Listing from a data source:
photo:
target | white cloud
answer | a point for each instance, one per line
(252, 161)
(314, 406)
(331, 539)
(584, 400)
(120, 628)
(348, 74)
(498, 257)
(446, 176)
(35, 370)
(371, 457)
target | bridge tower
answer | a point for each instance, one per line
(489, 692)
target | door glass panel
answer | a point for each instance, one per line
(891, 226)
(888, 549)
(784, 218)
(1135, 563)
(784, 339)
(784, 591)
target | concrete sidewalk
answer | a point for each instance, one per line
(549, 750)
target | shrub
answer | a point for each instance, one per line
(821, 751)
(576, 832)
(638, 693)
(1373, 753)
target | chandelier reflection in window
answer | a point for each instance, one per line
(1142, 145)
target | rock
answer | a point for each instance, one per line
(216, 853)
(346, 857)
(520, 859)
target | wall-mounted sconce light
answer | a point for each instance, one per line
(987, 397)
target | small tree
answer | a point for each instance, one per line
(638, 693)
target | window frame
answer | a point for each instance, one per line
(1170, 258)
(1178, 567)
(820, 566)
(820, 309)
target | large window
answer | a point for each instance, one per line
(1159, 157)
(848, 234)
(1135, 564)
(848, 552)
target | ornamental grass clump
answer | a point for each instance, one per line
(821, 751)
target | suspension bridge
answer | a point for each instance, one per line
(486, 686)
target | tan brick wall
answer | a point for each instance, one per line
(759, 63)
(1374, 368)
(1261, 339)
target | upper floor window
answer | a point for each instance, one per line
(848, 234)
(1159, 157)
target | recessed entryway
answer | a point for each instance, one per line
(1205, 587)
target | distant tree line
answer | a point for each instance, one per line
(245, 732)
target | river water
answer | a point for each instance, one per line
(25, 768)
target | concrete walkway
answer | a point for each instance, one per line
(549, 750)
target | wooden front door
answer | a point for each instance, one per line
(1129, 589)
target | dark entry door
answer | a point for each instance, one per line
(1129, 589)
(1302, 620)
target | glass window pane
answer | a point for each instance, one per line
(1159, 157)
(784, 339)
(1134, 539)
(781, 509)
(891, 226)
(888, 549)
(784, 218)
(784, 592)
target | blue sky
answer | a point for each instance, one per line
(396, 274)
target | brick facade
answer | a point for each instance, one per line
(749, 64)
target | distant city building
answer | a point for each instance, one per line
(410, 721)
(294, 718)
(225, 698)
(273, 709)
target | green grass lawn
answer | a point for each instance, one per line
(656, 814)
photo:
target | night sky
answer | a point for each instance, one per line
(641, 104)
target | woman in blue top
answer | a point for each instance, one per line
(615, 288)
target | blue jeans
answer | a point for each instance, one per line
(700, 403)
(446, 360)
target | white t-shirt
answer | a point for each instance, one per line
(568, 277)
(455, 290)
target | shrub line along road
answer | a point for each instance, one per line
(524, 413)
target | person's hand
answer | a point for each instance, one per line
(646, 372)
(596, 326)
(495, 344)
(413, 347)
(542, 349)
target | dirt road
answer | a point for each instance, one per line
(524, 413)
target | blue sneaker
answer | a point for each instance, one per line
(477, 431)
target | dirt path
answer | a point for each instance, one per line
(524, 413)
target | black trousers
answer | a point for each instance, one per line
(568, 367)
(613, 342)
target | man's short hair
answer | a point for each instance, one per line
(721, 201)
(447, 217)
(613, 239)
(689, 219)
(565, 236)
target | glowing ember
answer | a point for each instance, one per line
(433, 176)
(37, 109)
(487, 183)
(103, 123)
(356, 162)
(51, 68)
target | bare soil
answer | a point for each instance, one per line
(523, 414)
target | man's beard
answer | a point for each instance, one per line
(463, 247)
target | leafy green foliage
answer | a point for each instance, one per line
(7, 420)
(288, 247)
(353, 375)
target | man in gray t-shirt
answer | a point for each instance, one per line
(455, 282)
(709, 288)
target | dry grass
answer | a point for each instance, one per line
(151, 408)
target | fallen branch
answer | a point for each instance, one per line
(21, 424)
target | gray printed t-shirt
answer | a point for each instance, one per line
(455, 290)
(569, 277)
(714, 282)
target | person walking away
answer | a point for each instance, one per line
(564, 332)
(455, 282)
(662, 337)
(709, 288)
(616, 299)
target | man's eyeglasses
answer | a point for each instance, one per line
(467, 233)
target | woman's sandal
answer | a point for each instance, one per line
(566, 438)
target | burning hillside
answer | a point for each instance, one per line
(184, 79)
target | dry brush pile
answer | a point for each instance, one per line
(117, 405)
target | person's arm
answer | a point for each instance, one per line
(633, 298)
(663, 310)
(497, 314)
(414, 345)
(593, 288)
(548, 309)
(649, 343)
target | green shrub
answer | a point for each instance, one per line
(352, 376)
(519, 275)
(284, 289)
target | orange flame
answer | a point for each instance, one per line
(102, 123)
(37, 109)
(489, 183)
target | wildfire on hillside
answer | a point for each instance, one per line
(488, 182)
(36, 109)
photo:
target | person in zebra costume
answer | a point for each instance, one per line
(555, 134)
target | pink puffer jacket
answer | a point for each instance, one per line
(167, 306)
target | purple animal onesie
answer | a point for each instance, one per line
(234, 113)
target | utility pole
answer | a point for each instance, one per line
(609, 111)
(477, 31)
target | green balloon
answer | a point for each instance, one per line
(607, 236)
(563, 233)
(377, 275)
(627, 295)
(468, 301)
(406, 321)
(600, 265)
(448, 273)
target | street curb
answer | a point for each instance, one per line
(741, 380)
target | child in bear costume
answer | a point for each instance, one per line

(CHALLENGE) Reproduce the entire listing above line for line, with no changes.

(WRITTEN REPLY)
photo:
target | white cloud
answer | a point for each instance, one per line
(252, 161)
(314, 406)
(331, 539)
(584, 400)
(120, 628)
(348, 74)
(498, 257)
(446, 176)
(35, 370)
(371, 457)
target | bridge tower
answer | a point for each instance, one per line
(489, 692)
target | door glass panel
answer | a point for each instance, one per line
(891, 226)
(888, 549)
(784, 218)
(1135, 563)
(784, 339)
(784, 591)
target | concrete sidewalk
answer | a point for each instance, one per line
(549, 750)
target | shrub
answer | a point for each instance, one per line
(821, 751)
(576, 832)
(638, 693)
(1373, 753)
target | chandelier reflection in window
answer | a point for each instance, one per line
(1142, 145)
target | rock
answer | a point for each instance, one per line
(216, 853)
(346, 857)
(520, 859)
target | wall-mounted sconce light
answer | a point for each instance, one per line
(987, 397)
target | small tree
answer | a point for each instance, one per line
(638, 693)
target | window frame
answer | a point for each instance, one per line
(1170, 258)
(1178, 567)
(820, 566)
(820, 309)
target | large window
answer | a point for each instance, one per line
(1159, 157)
(848, 234)
(1135, 564)
(848, 552)
target | ornamental grass clump
answer | a point for each instance, one per line
(821, 751)
target | suspension bridge
answer | a point for each instance, one per line
(486, 686)
target | tan brick wall
answer | a point for each instance, one per line
(759, 63)
(1374, 368)
(1261, 339)
target | upper floor window
answer | a point for each instance, one per line
(848, 234)
(1159, 157)
target | recessed entryway
answer | a point for each instance, one per line
(1205, 587)
target | distant tree line
answer | a point for each instance, one per line
(245, 732)
target | river water
answer | a point for each instance, one per line
(25, 768)
target | concrete walkway
answer | a point for each instance, one per line
(549, 750)
target | wooden front door
answer | a point for each instance, one per line
(1129, 589)
target | dark entry door
answer | a point for each instance, one per line
(1129, 589)
(1302, 620)
target | glass window pane
answer | a point for each instance, one per line
(1159, 157)
(784, 339)
(1134, 539)
(781, 509)
(891, 226)
(888, 549)
(784, 218)
(784, 592)
target | blue sky
answer | a point for each instance, one per line
(396, 274)
target | brick facade
answer | a point for each instance, one per line
(749, 64)
target | distant city building
answer | a point for each instance, one per line
(410, 721)
(294, 718)
(225, 698)
(273, 709)
target | green grass lawn
answer | a point for each instance, one per line
(656, 814)
photo:
target | night sky
answer | a point for each instance, one per line
(641, 104)
target | woman in blue top
answer | a point for each instance, one per line
(615, 288)
target | blue jeans
answer | a point for each instance, one per line
(700, 403)
(446, 360)
target | white t-shirt
answer | a point for each instance, one per line
(568, 277)
(455, 290)
target | shrub line along road
answer | a point for each instance, one per line
(524, 413)
target | person's hand
answer | a point for each instance, one per line
(646, 372)
(596, 326)
(495, 344)
(413, 347)
(542, 349)
target | dirt road
answer | a point for each instance, one per line
(524, 413)
target | blue sneaker
answer | a point for each instance, one per line
(477, 431)
target | dirt path
answer | a point for each instance, one per line
(524, 413)
target | black trousers
answer | a point for each instance, one per line
(568, 367)
(613, 342)
target | man's short hair
answer | a point for each instance, one per line
(721, 201)
(447, 217)
(613, 239)
(689, 219)
(565, 236)
target | glowing ember
answer | a point for each instance, one per line
(433, 176)
(37, 109)
(487, 183)
(103, 123)
(356, 162)
(51, 68)
target | bare soil
answer | a point for each instance, one per line
(523, 414)
target | man's beard
answer | a point for each instance, one per line
(463, 247)
target | leafy green foliage
answer | a point for each instance, one per line
(7, 420)
(288, 247)
(353, 375)
target | man in gray t-shirt
answer | a point for each instance, one per line
(455, 282)
(709, 288)
target | dry grass
answer | a point for each instance, one per line
(151, 408)
target | fallen branch
answer | a point for each instance, one per line
(21, 424)
target | gray printed t-shirt
answer | a point for each instance, one per line
(455, 290)
(569, 277)
(714, 282)
target | person walking away
answer | a point for each instance, one per line
(564, 332)
(455, 282)
(662, 337)
(709, 288)
(616, 299)
target | man's eyeglasses
answer | a point for each instance, one per line
(467, 233)
target | woman's sandal
answer | a point for each instance, one per line
(566, 438)
target | burning hillside
answer | a point for each instance, one per line
(184, 79)
target | dry brush pile
answer | a point for each instance, one per line
(117, 405)
target | person's arm
answer | a point for each instance, one per line
(633, 298)
(663, 310)
(497, 314)
(414, 345)
(593, 288)
(548, 309)
(649, 343)
target | green shrub
answer | a point for each instance, one per line
(352, 376)
(519, 275)
(284, 289)
target | orange flame
answer | a point for each instance, one per line
(102, 123)
(37, 109)
(489, 183)
target | wildfire on hillside
answer | a point for each instance, one per line
(488, 182)
(36, 109)
photo:
target | person in zebra costume
answer | a point for each instance, one per line
(555, 134)
target | pink puffer jacket
answer | a point for each instance, one per line
(167, 306)
target | purple animal onesie
answer | a point for each instance, one per line
(234, 113)
target | utility pole
answer | a point for each instance, one per line
(609, 111)
(477, 31)
target | green balloon
answer | a point for each instance, one per line
(607, 236)
(563, 233)
(377, 275)
(627, 295)
(468, 301)
(406, 321)
(600, 265)
(448, 273)
target | street curb
answer | a point for each instance, one per line
(741, 380)
target | child in bear costume
answer | a point for each instance, one per line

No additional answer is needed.